- DATASET RECORDS:
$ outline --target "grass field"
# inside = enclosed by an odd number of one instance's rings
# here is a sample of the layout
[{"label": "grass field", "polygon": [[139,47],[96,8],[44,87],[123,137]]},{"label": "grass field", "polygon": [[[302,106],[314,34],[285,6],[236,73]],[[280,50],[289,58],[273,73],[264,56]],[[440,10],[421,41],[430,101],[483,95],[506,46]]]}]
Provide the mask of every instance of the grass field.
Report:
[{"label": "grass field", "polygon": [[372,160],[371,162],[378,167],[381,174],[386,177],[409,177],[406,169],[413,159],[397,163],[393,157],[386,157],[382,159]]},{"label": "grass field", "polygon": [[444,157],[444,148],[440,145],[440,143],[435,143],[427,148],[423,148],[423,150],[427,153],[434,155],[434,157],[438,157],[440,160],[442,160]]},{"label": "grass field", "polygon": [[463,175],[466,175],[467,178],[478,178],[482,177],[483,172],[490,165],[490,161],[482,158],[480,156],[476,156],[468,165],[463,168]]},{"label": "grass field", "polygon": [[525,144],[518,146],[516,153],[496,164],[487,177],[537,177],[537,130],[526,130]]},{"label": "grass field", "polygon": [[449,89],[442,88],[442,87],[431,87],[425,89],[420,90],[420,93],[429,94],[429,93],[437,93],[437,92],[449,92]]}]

- EXERCISE DIRECTIONS:
Go through the records above and retype each one exactly.

- SOLUTION FOR THIS PROBLEM:
$ outline --target "grass field"
# inside = enclosed by an odd number of one instance's rings
# here is a sample of the layout
[{"label": "grass field", "polygon": [[139,47],[96,8],[44,87],[123,137]]},{"label": "grass field", "polygon": [[[302,106],[314,34],[285,6],[236,73]],[[280,50],[289,58],[273,73],[264,56]],[[440,10],[421,41],[430,101],[483,95],[506,46]]]}]
Provide the mask of every instance of the grass field.
Report:
[{"label": "grass field", "polygon": [[372,160],[371,162],[378,167],[381,174],[386,177],[409,177],[406,169],[413,159],[397,163],[393,157],[386,157],[382,159]]},{"label": "grass field", "polygon": [[444,157],[444,148],[440,145],[440,143],[435,143],[427,148],[423,148],[423,150],[427,153],[434,155],[434,157],[438,157],[440,160],[442,160]]},{"label": "grass field", "polygon": [[463,175],[466,175],[467,178],[478,178],[482,177],[483,172],[490,165],[490,161],[482,158],[480,156],[476,156],[468,165],[463,168]]},{"label": "grass field", "polygon": [[525,144],[518,146],[516,153],[496,164],[487,177],[537,177],[537,130],[526,130]]},{"label": "grass field", "polygon": [[449,89],[442,88],[442,87],[431,87],[425,89],[420,90],[420,93],[429,94],[429,93],[437,93],[437,92],[449,92]]}]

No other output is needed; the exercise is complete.